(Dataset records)
***

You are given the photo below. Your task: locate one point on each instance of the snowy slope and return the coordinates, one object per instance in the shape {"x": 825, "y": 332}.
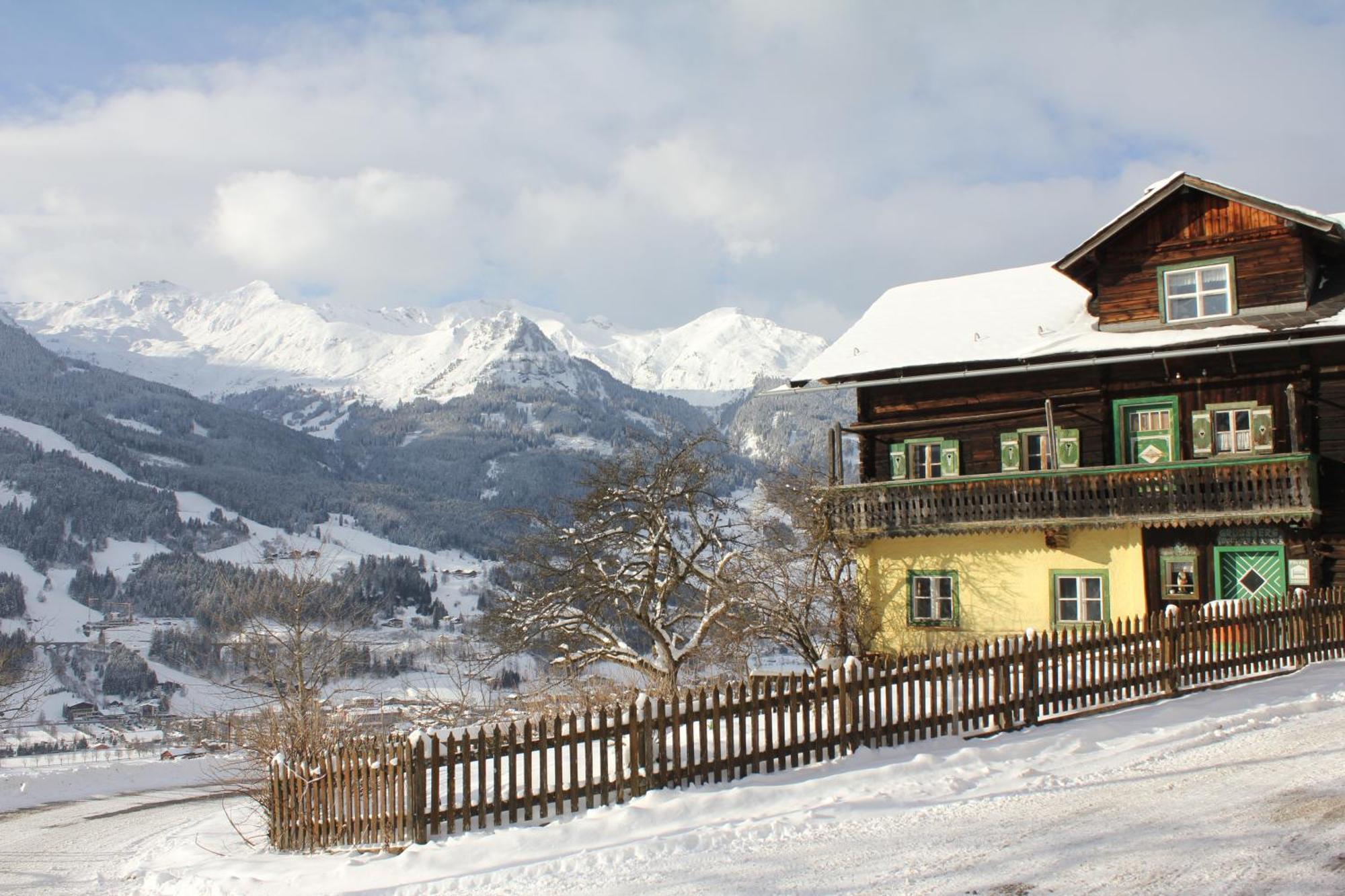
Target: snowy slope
{"x": 1222, "y": 791}
{"x": 252, "y": 338}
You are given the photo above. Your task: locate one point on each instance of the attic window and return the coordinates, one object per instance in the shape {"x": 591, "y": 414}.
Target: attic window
{"x": 1198, "y": 291}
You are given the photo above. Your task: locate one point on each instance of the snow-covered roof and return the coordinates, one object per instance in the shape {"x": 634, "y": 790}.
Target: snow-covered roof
{"x": 1003, "y": 315}
{"x": 1023, "y": 314}
{"x": 1159, "y": 192}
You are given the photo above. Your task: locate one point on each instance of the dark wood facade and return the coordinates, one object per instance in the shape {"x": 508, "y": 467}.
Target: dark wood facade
{"x": 1288, "y": 493}
{"x": 1270, "y": 257}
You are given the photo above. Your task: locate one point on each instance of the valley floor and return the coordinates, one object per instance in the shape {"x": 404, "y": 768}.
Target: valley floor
{"x": 1238, "y": 790}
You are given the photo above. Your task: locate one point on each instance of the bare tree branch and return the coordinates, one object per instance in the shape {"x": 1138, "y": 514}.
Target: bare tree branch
{"x": 640, "y": 571}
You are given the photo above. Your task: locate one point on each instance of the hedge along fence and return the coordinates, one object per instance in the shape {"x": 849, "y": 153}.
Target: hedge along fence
{"x": 404, "y": 788}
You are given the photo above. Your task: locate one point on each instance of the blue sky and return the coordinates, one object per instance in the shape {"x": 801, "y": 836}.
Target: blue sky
{"x": 646, "y": 162}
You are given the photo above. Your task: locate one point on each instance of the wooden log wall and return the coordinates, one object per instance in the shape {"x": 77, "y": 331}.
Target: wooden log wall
{"x": 410, "y": 788}
{"x": 1272, "y": 260}
{"x": 977, "y": 411}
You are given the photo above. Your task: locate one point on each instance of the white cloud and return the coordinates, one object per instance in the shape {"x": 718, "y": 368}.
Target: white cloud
{"x": 376, "y": 227}
{"x": 650, "y": 162}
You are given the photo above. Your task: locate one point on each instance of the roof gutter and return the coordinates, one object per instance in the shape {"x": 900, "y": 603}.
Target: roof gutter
{"x": 1027, "y": 366}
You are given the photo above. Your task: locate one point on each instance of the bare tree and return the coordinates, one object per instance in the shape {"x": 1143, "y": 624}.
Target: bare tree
{"x": 295, "y": 631}
{"x": 802, "y": 588}
{"x": 640, "y": 571}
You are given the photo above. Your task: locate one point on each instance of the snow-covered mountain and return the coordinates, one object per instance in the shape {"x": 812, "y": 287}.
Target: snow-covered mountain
{"x": 252, "y": 338}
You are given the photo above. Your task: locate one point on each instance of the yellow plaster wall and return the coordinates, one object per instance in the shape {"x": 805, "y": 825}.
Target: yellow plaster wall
{"x": 1004, "y": 580}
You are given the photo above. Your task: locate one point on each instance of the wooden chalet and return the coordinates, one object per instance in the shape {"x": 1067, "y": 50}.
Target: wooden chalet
{"x": 1157, "y": 417}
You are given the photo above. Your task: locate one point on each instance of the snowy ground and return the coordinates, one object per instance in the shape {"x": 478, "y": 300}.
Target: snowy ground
{"x": 1238, "y": 790}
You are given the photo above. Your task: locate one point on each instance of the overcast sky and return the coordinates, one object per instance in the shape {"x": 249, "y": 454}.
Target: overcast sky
{"x": 646, "y": 162}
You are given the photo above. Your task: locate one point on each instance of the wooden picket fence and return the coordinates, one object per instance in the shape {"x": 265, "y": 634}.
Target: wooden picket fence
{"x": 407, "y": 788}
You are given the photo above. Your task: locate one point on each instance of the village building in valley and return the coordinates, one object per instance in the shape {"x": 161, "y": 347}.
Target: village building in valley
{"x": 1156, "y": 419}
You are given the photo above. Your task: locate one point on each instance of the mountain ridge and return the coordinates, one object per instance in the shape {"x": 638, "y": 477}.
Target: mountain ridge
{"x": 252, "y": 338}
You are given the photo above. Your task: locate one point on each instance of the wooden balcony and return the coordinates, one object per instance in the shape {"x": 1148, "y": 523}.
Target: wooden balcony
{"x": 1246, "y": 490}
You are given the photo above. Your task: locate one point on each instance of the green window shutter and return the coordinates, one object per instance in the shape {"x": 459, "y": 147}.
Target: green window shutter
{"x": 1009, "y": 451}
{"x": 1067, "y": 448}
{"x": 1202, "y": 434}
{"x": 950, "y": 458}
{"x": 898, "y": 452}
{"x": 1264, "y": 430}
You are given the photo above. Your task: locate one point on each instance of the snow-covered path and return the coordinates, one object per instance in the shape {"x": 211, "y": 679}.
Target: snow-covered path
{"x": 81, "y": 846}
{"x": 1239, "y": 790}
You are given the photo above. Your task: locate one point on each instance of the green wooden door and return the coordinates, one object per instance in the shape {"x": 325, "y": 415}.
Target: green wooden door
{"x": 1149, "y": 435}
{"x": 1249, "y": 573}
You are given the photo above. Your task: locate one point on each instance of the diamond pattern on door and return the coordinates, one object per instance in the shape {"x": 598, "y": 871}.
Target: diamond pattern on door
{"x": 1252, "y": 580}
{"x": 1252, "y": 572}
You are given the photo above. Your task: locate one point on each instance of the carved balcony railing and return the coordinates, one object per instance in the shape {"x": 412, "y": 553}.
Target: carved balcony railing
{"x": 1237, "y": 490}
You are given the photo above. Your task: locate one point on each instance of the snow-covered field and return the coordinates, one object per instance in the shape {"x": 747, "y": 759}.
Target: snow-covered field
{"x": 1237, "y": 790}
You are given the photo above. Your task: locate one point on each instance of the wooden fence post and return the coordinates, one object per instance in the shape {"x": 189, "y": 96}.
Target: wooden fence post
{"x": 642, "y": 747}
{"x": 1030, "y": 678}
{"x": 1171, "y": 654}
{"x": 420, "y": 783}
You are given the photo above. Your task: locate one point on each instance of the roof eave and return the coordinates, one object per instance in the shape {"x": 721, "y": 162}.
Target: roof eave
{"x": 1214, "y": 345}
{"x": 1126, "y": 218}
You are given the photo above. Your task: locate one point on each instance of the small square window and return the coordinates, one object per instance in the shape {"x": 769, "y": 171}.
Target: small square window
{"x": 1081, "y": 598}
{"x": 1199, "y": 292}
{"x": 926, "y": 460}
{"x": 1180, "y": 577}
{"x": 1233, "y": 431}
{"x": 934, "y": 599}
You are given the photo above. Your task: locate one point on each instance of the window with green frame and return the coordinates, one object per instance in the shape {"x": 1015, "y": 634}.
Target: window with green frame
{"x": 1030, "y": 448}
{"x": 1233, "y": 428}
{"x": 1079, "y": 596}
{"x": 934, "y": 598}
{"x": 925, "y": 458}
{"x": 1182, "y": 576}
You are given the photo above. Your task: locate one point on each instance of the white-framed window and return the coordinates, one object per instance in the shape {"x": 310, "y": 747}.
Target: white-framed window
{"x": 1151, "y": 420}
{"x": 934, "y": 598}
{"x": 926, "y": 460}
{"x": 1199, "y": 292}
{"x": 1036, "y": 448}
{"x": 1081, "y": 598}
{"x": 1234, "y": 430}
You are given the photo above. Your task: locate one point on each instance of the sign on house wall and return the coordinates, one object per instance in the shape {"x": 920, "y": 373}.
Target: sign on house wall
{"x": 1241, "y": 536}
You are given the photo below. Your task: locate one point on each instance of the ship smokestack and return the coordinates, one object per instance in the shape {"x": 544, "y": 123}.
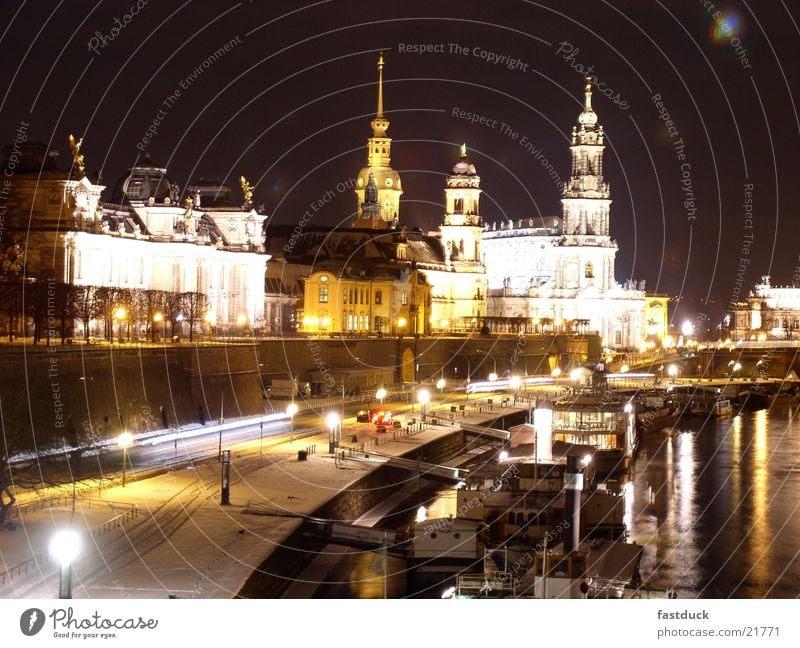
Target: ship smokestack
{"x": 573, "y": 485}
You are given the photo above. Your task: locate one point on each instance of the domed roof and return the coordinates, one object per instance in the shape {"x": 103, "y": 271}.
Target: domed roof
{"x": 385, "y": 178}
{"x": 143, "y": 181}
{"x": 464, "y": 166}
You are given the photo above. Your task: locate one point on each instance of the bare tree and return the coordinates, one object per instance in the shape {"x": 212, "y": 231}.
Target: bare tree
{"x": 86, "y": 305}
{"x": 12, "y": 273}
{"x": 194, "y": 306}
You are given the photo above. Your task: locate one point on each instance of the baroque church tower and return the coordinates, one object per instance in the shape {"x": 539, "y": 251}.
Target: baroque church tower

***

EXERCISE: Which lines above hold the string "baroque"? Copy every one of them.

TASK OUTPUT:
You are given the photo above. Your task: locate one point on each instance of the baroque church tower and return the coordinates, one object per instance in the shape {"x": 539, "y": 251}.
Target: baroque church tower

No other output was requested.